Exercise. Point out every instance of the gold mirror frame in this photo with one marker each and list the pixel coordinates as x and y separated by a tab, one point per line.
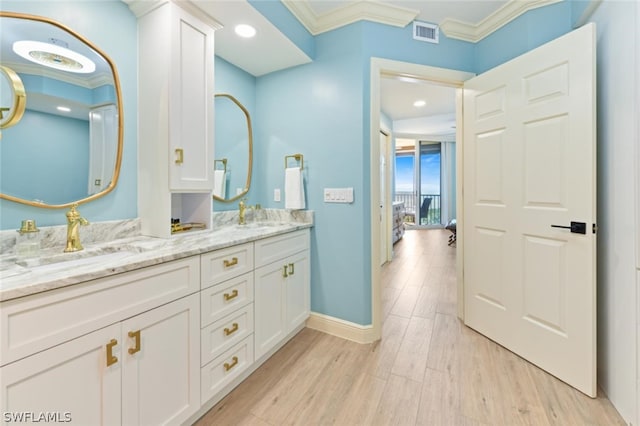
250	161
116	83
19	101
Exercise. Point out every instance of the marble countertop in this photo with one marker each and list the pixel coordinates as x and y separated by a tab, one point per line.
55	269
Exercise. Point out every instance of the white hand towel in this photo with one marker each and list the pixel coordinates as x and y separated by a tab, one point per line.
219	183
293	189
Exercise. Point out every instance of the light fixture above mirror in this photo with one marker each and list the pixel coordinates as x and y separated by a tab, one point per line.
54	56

---

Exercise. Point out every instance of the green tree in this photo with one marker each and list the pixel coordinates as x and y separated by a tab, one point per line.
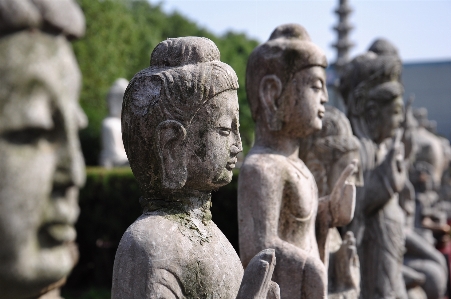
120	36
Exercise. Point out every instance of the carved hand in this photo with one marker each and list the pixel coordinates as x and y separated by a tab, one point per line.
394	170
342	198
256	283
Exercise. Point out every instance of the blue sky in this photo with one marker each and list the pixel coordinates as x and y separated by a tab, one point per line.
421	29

The request »
Extract each row above that contains the string "mirror", copying it in full. Matching is case-sensitive.

Answer to this exercise »
Exercise. Point out every instance of the gold mirror frame in this photo with one marker each and list the pixel coordinates as x and y separated by a tab, one point per line.
Exercise. Point out every instance of the light fixture above mirror in this photo with one marker each and list the pixel coordinates as x and y separated by a tab, one point per line.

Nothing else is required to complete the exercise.